= Tasks for this exercise =
A. Quote the McCullom Lake lawsuit article from "Brain Cancer Cluster" to "the trial started.", swapping "lawsuit" for "legal action".
B. Using the McCullom Lake lawsuit article, answer yes or no to each statement below, and quote the words of the article that settle it: (i) The judge dismissed the jury last October. (ii) Rohm and Haas asked for a mistrial. (iii) Five of the plaintiffs were diagnosed with pituitary tumors.

= Reading passage =
_ _ _ _ _ _ _
Brain Cancer Cluster Case, Disrupted by Doctored Scientific Evidence, Goes to the Judge

Sunday, April 24, 2011
A lawsuit against chemical company Rohm and Haas has resumed in a Philadelphia courtroom, after the judge abruptly dismissed the jury last October because a plaintiff’s expert witness had changed his epidemiological report after the trial started.
 
Judge Allan Tereshko had characterized the changes as “tantamount to a fraud on the court” and ordered the testimony of Columbia University epidemiologist Dr. Richard Neugebauer stricken from the record.
 
This led to the unusual situation of the plaintiffs asking for a mistrial because of misbehavior by their own witness, so that they can start the case over. Rohm and Haas, on the other hand, contend that the case should be thrown out completely.
 
The controversy has left the residents of the 1,000-person village of McCullom Lake, Illinois, in limbo. The 32 plaintiffs claim that Rohm and Haas, a subsidiary of Dow Chemical, knew for years that a massive plume of carcinogenic groundwater had migrated from its plant to the drinking water of McCullom Lake, located about a mile downstream. The contamination resulted in a cluster of rare brain cancer cases. Twenty-five of the plaintiffs were diagnosed with brain tumors, five with pituitary tumors, one with both brain and pituitary tumors and one with liver cirrhosis.
_ _ _ _ _ _ _
= Information provided =

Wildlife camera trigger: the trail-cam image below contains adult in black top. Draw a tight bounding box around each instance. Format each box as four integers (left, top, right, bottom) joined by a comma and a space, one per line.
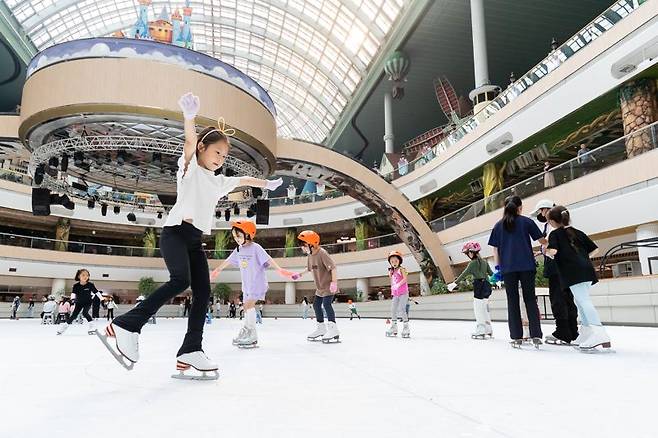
548, 227, 599, 287
57, 269, 99, 335
533, 199, 578, 344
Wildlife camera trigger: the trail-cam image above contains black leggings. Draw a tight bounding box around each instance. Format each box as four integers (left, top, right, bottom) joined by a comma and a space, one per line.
113, 222, 210, 356
503, 271, 542, 339
66, 303, 91, 324
313, 295, 336, 322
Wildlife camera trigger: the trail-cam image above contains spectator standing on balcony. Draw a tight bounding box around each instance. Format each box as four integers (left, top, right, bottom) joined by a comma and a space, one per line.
546, 205, 611, 350
398, 155, 409, 176
489, 196, 547, 348
544, 161, 555, 189
578, 143, 596, 175
9, 295, 21, 319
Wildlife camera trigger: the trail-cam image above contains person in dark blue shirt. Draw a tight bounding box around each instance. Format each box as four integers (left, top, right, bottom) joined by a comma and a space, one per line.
489, 196, 547, 346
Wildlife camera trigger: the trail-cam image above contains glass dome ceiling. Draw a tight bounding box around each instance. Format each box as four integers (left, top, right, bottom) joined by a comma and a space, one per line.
0, 0, 408, 143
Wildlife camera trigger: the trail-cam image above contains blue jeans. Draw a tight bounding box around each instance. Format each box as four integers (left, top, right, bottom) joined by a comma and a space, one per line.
313, 295, 336, 322
569, 281, 602, 326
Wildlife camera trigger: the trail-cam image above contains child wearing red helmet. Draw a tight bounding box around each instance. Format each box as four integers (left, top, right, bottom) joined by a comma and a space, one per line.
448, 242, 493, 339
386, 251, 408, 338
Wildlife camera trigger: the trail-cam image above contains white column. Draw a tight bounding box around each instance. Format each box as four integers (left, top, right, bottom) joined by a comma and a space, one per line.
384, 91, 397, 154
635, 222, 658, 275
356, 278, 370, 301
420, 271, 430, 296
50, 278, 66, 298
471, 0, 489, 88
285, 281, 297, 304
_ _ _ _ _ _ _
= Task-by-task results =
A.
Brain Cancer Cluster Case, Disrupted by Doctored Scientific Evidence, Goes to the Judge

Sunday, April 24, 2011
A legal action against chemical company Rohm and Haas has resumed in a Philadelphia courtroom, after the judge abruptly dismissed the jury last October because a plaintiff’s expert witness had changed his epidemiological report after the trial started.

B.
(i) Yes: "the judge abruptly dismissed the jury last October"
(ii) No: "the plaintiffs asking for a mistrial" and "Rohm and Haas, on the other hand, contend that the case should be thrown out completely."
(iii) Yes: "five with pituitary tumors"